### ABOUT THIS EXERCISE:
Every record below is to be repeated exactly, with the pictures left out.

╭──

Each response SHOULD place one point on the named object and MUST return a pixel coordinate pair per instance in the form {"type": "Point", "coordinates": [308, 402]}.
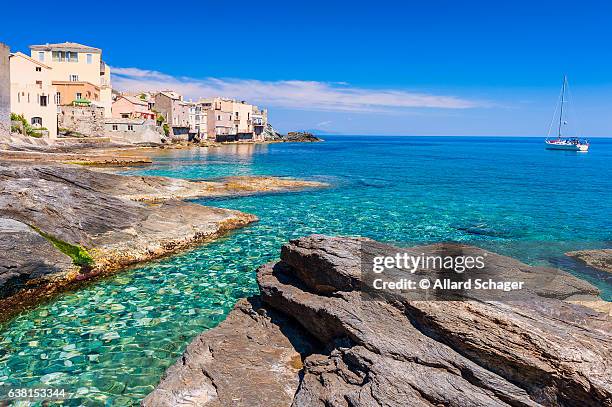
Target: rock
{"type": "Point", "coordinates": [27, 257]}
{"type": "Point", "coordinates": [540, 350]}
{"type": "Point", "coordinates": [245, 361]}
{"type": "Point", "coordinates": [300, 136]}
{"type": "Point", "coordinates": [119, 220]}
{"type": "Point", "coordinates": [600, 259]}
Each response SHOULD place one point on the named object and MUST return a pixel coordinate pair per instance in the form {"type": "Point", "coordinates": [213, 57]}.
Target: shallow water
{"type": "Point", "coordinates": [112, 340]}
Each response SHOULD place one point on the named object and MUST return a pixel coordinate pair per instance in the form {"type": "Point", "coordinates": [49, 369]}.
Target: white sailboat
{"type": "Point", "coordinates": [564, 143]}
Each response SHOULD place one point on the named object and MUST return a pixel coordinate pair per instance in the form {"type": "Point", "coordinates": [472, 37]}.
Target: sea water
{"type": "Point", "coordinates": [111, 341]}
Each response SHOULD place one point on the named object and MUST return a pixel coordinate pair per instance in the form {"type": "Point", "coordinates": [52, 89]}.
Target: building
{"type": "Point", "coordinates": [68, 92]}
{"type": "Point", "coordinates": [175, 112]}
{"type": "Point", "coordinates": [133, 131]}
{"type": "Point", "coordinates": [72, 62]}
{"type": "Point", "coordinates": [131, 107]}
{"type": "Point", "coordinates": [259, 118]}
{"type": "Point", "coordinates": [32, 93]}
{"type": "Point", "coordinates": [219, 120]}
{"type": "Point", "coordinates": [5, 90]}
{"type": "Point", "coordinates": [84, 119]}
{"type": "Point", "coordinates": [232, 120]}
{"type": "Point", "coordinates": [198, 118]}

╰──

### SOLVED EXERCISE:
Each response SHOULD place one point on the named object and MUST return a pixel coordinate pair per instance in the form {"type": "Point", "coordinates": [308, 402]}.
Target: rock
{"type": "Point", "coordinates": [27, 257]}
{"type": "Point", "coordinates": [540, 350]}
{"type": "Point", "coordinates": [245, 361]}
{"type": "Point", "coordinates": [300, 136]}
{"type": "Point", "coordinates": [119, 220]}
{"type": "Point", "coordinates": [600, 259]}
Each response SHOULD place one point on the named object and MUST return a pixel coordinate pair per instance in the form {"type": "Point", "coordinates": [213, 57]}.
Target: shallow water
{"type": "Point", "coordinates": [112, 340]}
Each response SHOULD place one point on the named object and MUST return a pixel coordinate pair per instance in the form {"type": "Point", "coordinates": [49, 369]}.
Target: white sailboat
{"type": "Point", "coordinates": [564, 143]}
Each response SHOULD place one point on the named object and MUST return a pixel coordinate pair per instance in the form {"type": "Point", "coordinates": [472, 37]}.
Target: sea water
{"type": "Point", "coordinates": [111, 341]}
Each response SHOULD place one point on the named object and MUST return a pixel coordinate pair per instance in the form {"type": "Point", "coordinates": [52, 89]}.
Target: building
{"type": "Point", "coordinates": [68, 92]}
{"type": "Point", "coordinates": [175, 112]}
{"type": "Point", "coordinates": [133, 131]}
{"type": "Point", "coordinates": [72, 62]}
{"type": "Point", "coordinates": [131, 107]}
{"type": "Point", "coordinates": [259, 118]}
{"type": "Point", "coordinates": [32, 93]}
{"type": "Point", "coordinates": [219, 120]}
{"type": "Point", "coordinates": [5, 90]}
{"type": "Point", "coordinates": [84, 119]}
{"type": "Point", "coordinates": [232, 120]}
{"type": "Point", "coordinates": [198, 118]}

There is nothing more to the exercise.